**WORK ITEM:** Repeat the entries that follow from start to finish, keeping every character.

[Natural language region descriptions]
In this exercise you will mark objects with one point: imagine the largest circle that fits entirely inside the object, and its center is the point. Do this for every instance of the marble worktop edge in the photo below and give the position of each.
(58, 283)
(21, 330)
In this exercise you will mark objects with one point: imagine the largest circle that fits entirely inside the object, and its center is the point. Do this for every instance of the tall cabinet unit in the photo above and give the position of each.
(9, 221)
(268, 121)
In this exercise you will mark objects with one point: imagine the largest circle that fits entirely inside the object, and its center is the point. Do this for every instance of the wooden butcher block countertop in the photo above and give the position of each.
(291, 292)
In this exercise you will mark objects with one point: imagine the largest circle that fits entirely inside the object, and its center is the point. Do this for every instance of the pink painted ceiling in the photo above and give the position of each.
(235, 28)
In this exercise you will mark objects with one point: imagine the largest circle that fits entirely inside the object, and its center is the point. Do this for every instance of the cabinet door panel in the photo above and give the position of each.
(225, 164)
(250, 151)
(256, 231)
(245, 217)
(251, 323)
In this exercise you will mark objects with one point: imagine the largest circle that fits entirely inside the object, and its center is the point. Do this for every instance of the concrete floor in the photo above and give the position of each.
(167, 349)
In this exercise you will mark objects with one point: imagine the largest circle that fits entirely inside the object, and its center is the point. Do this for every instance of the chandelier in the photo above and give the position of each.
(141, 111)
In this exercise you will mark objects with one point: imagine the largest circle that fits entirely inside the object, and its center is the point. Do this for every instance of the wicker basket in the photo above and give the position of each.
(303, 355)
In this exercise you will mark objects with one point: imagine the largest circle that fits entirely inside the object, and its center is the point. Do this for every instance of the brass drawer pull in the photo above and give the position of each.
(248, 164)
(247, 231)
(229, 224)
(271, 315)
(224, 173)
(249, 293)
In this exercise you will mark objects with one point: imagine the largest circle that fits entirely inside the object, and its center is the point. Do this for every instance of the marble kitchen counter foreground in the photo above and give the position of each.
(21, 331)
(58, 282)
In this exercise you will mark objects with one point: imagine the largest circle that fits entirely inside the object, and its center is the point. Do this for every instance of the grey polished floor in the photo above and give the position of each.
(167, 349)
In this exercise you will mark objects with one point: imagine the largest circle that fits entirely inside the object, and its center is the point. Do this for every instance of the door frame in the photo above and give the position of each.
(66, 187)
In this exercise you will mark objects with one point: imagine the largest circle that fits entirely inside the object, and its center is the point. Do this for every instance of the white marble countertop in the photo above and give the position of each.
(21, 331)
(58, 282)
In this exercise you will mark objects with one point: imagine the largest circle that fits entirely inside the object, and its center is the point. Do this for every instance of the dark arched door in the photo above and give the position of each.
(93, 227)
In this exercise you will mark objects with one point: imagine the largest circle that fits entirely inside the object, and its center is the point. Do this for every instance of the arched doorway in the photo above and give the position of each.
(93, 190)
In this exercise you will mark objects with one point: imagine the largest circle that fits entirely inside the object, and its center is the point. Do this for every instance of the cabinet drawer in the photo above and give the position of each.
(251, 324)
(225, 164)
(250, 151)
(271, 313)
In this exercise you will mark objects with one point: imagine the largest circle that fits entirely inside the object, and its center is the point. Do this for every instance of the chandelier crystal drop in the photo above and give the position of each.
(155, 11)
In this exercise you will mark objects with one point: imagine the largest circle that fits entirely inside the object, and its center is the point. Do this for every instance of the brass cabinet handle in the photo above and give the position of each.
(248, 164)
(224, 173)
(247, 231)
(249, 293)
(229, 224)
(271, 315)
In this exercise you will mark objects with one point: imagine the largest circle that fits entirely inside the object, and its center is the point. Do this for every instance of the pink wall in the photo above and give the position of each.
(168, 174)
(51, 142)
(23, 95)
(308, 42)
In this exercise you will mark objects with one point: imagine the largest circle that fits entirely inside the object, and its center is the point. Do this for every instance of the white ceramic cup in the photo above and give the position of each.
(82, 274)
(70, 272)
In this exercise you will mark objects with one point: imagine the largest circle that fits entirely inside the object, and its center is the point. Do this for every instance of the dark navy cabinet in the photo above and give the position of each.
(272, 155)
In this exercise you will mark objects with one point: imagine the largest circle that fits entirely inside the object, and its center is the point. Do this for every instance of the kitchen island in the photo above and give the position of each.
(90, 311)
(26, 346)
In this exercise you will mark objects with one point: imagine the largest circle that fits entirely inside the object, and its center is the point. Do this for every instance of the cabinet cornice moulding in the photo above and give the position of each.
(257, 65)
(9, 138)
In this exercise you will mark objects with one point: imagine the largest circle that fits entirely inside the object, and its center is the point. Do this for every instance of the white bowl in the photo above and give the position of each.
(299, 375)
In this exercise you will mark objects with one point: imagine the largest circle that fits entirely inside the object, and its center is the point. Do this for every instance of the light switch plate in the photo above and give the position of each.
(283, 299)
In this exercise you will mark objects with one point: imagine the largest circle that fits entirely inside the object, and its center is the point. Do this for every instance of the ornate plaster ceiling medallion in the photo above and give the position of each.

**EXERCISE RESPONSE:**
In this exercise you will mark objects with one point: imagine the largest circle that fits entirely inside the object, and its center is the point. Do this for every instance of the marble worktop edge in the photo below and give the position of each.
(58, 283)
(21, 330)
In this exercise you will mark objects with one point: imagine the largest circle that fits entirely inside the object, and its center is the point. Do this for every instance of the tall cabinet unit in the photo above and give the position of each.
(9, 221)
(268, 121)
In this exercise you will mark objects with one point: imagine the largest circle that fits entirely inside the object, and its center is the point. Do this for every instance of the wooden butcher block countertop in the photo above and give the position of each.
(291, 292)
In this exercise you will mark objects with one point: imagine the largest circle that fits entirely inside the object, and its center is the point. Do this for every instance of the pink painted ceiling in the photo above and give the position of each.
(235, 28)
In this exercise you will mark objects with one point: imagine the largest circle that fits entirely inside the object, and its center is the point. Do this for every instance of the cabinet door panel in the photo above and give the position of each.
(225, 164)
(250, 151)
(256, 231)
(245, 217)
(251, 323)
In this exercise you will mark objects with one point: imagine the largest circle that fits entirely inside the object, and its center is the point. Do this for every instance of the concrete floor in the photo above and give the position of each.
(167, 349)
In this exercise you will mark objects with one point: imagine the largest circle that fits entirely inside the object, and its center is the point. Do this for every instance of the chandelier in the photo above and give the position of each.
(141, 111)
In this exercise you will mark objects with one point: imagine the largest circle that fits entirely inside the object, and its center is the point. Do this for every instance of the wicker basket in the photo above and give the position of each.
(303, 355)
In this exercise you will mark objects with one point: imagine the largest circle that fits entirely inside the object, and its center is the point. Do this for every instance of the brass drawer pull in the photo above and give the position of each.
(248, 164)
(247, 231)
(229, 224)
(271, 315)
(224, 173)
(249, 293)
In this exercise you will mark objects with one point: imagine the largest circle that fits entirely inside the object, and its center is the point. Do this for every instance of the marble kitchen counter foreground in the photo above and give the position of each.
(21, 331)
(58, 282)
In this exercise you will mark objects with one point: imagine the largest circle that fits entirely inside the object, and its center is the point. Do this for every instance of the grey polished floor in the photo above and give the position of each.
(167, 349)
In this exercise you will mark objects with one point: imagine the largest circle that fits entirely inside the object, and its center is the point. Do this for every instance of the door frame in the photo above and give the position of each.
(66, 187)
In this exercise you will mark objects with one point: imagine the largest circle that fits entirely inside the object, and its center is the point. Do this for every instance of the white marble countertop in the photo above and give the position of each.
(21, 331)
(58, 282)
In this exercise you will mark objects with one point: imagine the largest circle that fits entirely inside the object, and its center is the point. Do this for every instance of the dark arched door in the photo above and give the position of each.
(93, 227)
In this exercise you will mark objects with one point: imagine the largest circle that fits entirely inside the object, and its center is the point. Do this for every instance of the arched doorway in the photo above and give the position of each.
(93, 190)
In this exercise you will mark objects with one point: imagine the largest circle that fits entirely inside the object, and its center is the point. Do this for every instance of the cabinet drawer in the photo above and give the position of each.
(251, 324)
(225, 164)
(250, 151)
(271, 313)
In this exercise you will mark objects with one point: imagine the largest circle that fits entirely inside the object, and its center is the point. Do this for every instance of the chandelier crystal drop in the photo above and give the position of each.
(155, 11)
In this exercise you will mark objects with one point: imagine the largest circle that fits entirely inside the object, and its center is the point. Do this for every instance of the brass cabinet handle in the photo above and give the position of each.
(248, 164)
(224, 173)
(247, 231)
(249, 293)
(229, 224)
(271, 315)
In this exercise you will mark objects with one point: imagine the largest circle that fits entirely inside the object, and its center is the point. Do this for every instance of the pink wall in the photo above and give the position of each.
(168, 174)
(51, 142)
(23, 95)
(308, 42)
In this exercise you will mark objects with one point: imagine the largest circle that fits entirely inside the object, and its center is the point. Do this for every instance of the white ceramic cup in the photo above and give the position of each.
(82, 274)
(70, 272)
In this exercise you will mark objects with one point: imagine the largest circle that fits entirely inside the object, and its center is the point. Do this for every instance of the dark navy cabinet in the photo above and give the position of each.
(272, 155)
In this exercise you will mark objects with one point: imagine the largest circle that fits entirely inside the object, and its center is the point. Do this for every instance of the kitchen island in the photo above and give the position of each.
(90, 311)
(26, 346)
In this exercise you will mark objects with one point: imagine the largest circle that fits entirely inside the object, and its center is the point. Do this for every instance of the cabinet cornice moulding in the photo above and give the position of each.
(257, 65)
(9, 138)
In this exercise you will mark objects with one point: imagine the largest circle that fits entirely inside the object, and its center is the point. Do this for every instance of the white bowl in the photo above and give the position of each.
(299, 375)
In this exercise you will mark objects with one point: imagine the largest circle that fits entirely inside the object, and its center is the point. Do this for every instance of the light switch plate in the photo above and give the position of each.
(283, 299)
In this exercise you will mark objects with one point: imagine the largest circle that fits entirely inside the object, and its center is the point. Do this for every instance of the ornate plaster ceiling medallion in the photo above and give the position of each.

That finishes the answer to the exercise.